JOB: Each line should be copied exactly.

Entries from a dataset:
===============
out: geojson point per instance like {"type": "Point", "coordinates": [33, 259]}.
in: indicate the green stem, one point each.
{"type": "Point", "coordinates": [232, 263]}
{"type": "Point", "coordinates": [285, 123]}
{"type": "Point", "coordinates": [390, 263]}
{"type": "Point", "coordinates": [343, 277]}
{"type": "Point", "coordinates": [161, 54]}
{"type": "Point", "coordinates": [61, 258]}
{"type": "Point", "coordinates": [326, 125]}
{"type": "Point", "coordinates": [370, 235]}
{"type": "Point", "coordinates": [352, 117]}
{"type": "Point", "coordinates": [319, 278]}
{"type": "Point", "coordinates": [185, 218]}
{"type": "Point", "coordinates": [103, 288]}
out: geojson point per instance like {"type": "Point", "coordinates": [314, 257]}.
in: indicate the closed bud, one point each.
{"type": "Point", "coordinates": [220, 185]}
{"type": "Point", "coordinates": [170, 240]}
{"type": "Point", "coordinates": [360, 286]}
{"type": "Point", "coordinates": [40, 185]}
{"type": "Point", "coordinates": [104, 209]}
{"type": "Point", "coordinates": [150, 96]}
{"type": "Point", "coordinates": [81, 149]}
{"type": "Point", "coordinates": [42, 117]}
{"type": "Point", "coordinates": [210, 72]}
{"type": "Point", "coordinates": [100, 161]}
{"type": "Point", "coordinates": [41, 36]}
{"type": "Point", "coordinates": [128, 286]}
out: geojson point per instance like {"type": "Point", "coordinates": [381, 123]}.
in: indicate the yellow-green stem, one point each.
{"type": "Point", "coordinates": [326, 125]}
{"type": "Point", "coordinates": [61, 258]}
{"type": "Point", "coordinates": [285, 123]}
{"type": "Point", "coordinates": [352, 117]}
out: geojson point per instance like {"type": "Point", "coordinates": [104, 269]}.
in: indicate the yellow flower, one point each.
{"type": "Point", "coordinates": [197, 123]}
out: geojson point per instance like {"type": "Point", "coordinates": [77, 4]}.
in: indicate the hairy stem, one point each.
===============
RIGHT ANSWER:
out: geojson point per instance like {"type": "Point", "coordinates": [33, 259]}.
in: indicate the green stem, one point each.
{"type": "Point", "coordinates": [232, 263]}
{"type": "Point", "coordinates": [285, 123]}
{"type": "Point", "coordinates": [390, 263]}
{"type": "Point", "coordinates": [343, 277]}
{"type": "Point", "coordinates": [161, 54]}
{"type": "Point", "coordinates": [61, 258]}
{"type": "Point", "coordinates": [326, 125]}
{"type": "Point", "coordinates": [370, 235]}
{"type": "Point", "coordinates": [352, 117]}
{"type": "Point", "coordinates": [319, 278]}
{"type": "Point", "coordinates": [185, 218]}
{"type": "Point", "coordinates": [103, 288]}
out: geojson point per instance like {"type": "Point", "coordinates": [314, 257]}.
in: indicate the closed bud, one point each.
{"type": "Point", "coordinates": [220, 185]}
{"type": "Point", "coordinates": [170, 240]}
{"type": "Point", "coordinates": [360, 286]}
{"type": "Point", "coordinates": [40, 185]}
{"type": "Point", "coordinates": [104, 209]}
{"type": "Point", "coordinates": [150, 96]}
{"type": "Point", "coordinates": [81, 149]}
{"type": "Point", "coordinates": [42, 117]}
{"type": "Point", "coordinates": [210, 72]}
{"type": "Point", "coordinates": [100, 161]}
{"type": "Point", "coordinates": [41, 36]}
{"type": "Point", "coordinates": [128, 286]}
out: geojson point per instance like {"type": "Point", "coordinates": [381, 123]}.
in: indicate the yellow-green stem, one point each.
{"type": "Point", "coordinates": [326, 125]}
{"type": "Point", "coordinates": [61, 258]}
{"type": "Point", "coordinates": [285, 123]}
{"type": "Point", "coordinates": [352, 117]}
out: geojson point per instance like {"type": "Point", "coordinates": [104, 269]}.
in: indicate the yellow flower, one point each.
{"type": "Point", "coordinates": [197, 123]}
out: geojson point per instance like {"type": "Point", "coordinates": [77, 4]}.
in: indicate the hairy stem, one point each.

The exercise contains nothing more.